Count how many lines in the entries below contain the word "bench", matching case exactly. Reply with only the number.

[Location identification entries]
******************************
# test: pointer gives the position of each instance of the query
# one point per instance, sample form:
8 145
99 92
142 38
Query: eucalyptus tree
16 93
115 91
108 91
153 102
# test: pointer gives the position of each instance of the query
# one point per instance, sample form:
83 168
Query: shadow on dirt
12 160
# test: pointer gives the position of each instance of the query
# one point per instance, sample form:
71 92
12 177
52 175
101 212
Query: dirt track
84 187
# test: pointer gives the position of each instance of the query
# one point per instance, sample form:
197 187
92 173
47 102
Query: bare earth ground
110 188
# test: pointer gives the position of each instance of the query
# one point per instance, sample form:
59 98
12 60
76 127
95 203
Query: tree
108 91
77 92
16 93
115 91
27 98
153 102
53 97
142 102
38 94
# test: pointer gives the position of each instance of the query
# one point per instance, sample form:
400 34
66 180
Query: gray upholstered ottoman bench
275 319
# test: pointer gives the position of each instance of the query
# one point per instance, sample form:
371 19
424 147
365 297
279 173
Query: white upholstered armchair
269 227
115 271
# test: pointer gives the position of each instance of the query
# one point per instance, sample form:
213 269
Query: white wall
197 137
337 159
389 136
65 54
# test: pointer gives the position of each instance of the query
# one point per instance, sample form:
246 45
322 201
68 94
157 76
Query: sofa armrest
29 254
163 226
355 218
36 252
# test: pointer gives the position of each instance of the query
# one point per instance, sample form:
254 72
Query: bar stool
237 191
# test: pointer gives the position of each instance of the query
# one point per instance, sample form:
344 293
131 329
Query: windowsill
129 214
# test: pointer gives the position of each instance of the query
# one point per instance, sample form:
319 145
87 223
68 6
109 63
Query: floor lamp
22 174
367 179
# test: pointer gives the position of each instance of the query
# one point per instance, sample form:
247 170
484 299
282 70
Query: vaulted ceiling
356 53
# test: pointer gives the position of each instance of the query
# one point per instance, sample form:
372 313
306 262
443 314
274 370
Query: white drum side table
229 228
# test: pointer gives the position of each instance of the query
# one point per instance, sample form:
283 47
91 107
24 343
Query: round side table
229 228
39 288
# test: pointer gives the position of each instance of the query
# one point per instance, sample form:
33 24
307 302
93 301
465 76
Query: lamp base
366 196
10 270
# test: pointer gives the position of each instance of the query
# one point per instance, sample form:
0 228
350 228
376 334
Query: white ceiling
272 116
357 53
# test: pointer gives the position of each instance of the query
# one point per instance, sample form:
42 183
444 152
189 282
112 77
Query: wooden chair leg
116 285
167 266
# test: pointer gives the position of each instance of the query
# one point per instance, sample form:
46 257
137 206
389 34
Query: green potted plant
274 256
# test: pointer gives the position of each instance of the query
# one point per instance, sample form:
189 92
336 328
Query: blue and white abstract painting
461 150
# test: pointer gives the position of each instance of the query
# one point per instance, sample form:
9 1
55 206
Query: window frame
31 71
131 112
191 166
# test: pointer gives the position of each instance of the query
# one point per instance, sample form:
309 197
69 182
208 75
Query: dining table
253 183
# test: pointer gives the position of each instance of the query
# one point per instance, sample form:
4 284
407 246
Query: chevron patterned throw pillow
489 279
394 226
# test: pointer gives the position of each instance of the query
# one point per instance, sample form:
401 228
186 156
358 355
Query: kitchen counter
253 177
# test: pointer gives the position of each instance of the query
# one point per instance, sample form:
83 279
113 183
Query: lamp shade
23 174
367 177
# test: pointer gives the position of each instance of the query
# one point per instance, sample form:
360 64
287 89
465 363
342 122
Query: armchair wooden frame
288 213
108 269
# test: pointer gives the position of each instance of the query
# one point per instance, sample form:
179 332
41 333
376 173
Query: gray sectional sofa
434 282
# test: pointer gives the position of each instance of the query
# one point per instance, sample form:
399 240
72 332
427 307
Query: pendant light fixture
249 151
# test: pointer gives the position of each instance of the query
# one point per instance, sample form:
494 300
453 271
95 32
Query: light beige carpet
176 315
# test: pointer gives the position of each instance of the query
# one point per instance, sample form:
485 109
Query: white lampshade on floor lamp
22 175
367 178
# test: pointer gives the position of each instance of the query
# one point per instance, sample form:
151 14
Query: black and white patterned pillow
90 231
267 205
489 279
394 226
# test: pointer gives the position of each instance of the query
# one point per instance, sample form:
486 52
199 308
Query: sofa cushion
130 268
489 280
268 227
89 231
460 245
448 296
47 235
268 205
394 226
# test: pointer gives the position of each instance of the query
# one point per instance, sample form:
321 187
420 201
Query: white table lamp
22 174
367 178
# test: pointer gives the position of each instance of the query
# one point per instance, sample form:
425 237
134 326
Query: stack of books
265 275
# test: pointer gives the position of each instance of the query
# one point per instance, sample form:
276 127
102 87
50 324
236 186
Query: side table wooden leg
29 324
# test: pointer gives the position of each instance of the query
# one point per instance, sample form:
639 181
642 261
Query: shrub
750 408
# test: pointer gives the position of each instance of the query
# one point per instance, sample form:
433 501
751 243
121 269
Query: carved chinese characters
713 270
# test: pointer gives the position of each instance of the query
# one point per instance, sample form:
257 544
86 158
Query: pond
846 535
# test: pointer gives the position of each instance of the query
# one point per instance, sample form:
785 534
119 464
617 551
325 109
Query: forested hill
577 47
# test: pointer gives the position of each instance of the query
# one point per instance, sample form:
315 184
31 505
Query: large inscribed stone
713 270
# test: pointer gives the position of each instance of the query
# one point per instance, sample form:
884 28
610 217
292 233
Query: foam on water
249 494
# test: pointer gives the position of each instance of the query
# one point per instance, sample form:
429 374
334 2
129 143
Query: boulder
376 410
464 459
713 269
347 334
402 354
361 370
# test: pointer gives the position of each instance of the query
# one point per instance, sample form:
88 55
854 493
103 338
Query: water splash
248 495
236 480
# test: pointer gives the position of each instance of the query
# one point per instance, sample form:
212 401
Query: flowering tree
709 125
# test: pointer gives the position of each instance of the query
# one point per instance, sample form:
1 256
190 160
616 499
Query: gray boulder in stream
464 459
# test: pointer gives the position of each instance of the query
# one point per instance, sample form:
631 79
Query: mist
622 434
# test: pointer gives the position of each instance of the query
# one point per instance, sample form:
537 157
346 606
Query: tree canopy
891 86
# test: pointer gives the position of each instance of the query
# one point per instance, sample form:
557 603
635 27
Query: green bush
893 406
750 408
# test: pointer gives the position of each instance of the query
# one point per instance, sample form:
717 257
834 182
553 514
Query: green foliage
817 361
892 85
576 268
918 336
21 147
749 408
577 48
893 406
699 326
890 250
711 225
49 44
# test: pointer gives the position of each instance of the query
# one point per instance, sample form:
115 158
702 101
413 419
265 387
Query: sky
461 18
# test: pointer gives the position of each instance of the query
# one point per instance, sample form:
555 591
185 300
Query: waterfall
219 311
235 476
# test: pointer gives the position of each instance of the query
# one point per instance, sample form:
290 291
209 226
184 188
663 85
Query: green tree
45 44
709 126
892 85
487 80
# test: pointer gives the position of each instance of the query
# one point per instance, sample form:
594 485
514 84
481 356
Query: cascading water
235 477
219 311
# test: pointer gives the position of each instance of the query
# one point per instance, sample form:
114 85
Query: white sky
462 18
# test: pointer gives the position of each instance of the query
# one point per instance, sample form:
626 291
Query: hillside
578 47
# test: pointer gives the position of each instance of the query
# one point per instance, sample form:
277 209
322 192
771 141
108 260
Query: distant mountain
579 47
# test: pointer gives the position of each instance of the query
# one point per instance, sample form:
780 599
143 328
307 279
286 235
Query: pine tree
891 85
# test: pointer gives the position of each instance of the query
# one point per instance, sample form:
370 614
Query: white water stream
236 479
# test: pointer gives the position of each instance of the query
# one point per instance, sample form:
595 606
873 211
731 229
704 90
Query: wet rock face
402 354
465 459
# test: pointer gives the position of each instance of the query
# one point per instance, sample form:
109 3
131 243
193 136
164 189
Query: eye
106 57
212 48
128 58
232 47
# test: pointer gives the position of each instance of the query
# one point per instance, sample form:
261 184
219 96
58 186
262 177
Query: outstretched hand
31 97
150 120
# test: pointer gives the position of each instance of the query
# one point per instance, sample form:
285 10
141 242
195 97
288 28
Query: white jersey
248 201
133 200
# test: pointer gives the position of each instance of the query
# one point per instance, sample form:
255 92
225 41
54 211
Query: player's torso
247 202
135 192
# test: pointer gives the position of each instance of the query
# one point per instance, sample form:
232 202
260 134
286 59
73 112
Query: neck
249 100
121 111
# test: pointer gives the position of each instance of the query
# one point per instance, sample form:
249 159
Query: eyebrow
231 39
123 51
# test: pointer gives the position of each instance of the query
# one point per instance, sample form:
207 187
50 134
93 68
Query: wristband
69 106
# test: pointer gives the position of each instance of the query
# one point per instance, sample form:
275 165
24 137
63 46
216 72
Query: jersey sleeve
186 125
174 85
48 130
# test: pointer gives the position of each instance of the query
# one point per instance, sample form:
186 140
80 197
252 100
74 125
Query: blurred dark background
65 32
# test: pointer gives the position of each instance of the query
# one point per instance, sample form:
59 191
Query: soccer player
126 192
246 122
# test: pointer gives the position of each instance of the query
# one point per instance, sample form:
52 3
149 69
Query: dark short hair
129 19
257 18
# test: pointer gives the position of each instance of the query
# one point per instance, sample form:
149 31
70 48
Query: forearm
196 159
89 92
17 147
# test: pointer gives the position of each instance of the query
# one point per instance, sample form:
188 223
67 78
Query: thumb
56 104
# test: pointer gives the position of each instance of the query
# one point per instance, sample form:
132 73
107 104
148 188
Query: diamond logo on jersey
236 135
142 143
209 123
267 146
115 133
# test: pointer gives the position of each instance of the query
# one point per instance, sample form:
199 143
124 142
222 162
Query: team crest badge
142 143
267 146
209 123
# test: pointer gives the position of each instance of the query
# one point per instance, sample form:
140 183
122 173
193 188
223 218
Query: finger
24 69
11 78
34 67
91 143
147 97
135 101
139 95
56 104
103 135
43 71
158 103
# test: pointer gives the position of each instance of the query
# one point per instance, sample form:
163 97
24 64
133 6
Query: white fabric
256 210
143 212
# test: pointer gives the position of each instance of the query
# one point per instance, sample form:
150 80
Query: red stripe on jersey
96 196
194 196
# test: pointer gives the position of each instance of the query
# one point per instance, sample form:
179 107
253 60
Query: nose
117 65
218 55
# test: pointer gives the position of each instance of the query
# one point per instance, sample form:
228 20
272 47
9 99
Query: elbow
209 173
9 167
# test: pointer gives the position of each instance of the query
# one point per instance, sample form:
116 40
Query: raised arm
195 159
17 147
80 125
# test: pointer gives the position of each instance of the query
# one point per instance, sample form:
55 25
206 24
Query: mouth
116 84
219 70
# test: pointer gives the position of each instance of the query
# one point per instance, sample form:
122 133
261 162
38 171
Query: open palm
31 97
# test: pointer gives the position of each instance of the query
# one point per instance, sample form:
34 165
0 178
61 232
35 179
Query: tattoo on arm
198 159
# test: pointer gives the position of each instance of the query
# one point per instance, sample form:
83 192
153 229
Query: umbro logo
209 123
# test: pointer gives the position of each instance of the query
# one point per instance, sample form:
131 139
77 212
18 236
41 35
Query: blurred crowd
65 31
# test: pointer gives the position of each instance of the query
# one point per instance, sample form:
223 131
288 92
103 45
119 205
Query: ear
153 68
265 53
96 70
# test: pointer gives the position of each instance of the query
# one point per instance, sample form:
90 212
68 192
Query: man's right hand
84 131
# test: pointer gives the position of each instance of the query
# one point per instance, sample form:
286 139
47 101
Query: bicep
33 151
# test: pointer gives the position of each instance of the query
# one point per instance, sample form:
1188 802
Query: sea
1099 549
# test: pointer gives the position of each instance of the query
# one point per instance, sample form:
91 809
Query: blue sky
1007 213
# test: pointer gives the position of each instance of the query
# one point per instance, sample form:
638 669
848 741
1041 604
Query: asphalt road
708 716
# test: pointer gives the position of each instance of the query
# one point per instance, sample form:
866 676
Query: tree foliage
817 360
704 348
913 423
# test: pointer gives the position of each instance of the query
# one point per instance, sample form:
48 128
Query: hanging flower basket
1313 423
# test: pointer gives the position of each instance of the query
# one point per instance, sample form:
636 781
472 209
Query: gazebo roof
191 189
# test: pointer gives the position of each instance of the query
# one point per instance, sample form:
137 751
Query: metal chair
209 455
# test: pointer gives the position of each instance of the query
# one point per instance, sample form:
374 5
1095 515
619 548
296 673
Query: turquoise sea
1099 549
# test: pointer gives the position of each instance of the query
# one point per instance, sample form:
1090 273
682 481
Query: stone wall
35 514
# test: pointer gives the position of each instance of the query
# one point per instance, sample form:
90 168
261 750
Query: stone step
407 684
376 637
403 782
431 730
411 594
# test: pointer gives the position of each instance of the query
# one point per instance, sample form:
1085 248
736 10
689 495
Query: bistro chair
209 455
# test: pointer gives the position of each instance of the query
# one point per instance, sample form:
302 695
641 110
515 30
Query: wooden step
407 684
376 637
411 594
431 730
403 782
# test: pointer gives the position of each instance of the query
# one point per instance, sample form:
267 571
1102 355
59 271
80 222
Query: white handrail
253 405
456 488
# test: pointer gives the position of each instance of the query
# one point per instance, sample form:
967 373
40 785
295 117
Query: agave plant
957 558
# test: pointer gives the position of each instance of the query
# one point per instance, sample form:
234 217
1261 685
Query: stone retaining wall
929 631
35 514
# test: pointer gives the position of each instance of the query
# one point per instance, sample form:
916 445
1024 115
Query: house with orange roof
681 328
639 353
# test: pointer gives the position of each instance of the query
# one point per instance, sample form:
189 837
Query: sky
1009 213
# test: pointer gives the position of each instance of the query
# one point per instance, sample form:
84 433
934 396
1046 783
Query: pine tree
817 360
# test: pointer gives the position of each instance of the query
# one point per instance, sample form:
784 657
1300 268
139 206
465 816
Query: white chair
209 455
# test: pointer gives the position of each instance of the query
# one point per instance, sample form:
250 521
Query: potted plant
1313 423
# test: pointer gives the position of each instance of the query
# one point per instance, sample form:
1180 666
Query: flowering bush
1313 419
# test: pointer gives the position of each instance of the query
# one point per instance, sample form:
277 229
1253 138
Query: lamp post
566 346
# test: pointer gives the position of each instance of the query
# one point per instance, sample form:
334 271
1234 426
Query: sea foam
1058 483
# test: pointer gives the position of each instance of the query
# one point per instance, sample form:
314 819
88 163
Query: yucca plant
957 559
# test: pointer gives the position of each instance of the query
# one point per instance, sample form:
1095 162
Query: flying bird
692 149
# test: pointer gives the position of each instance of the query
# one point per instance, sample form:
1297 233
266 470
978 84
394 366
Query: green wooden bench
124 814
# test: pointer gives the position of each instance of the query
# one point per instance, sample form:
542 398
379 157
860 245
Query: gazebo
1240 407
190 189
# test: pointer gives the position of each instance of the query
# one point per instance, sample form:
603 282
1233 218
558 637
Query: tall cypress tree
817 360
******************************
* [Result of this exercise]
2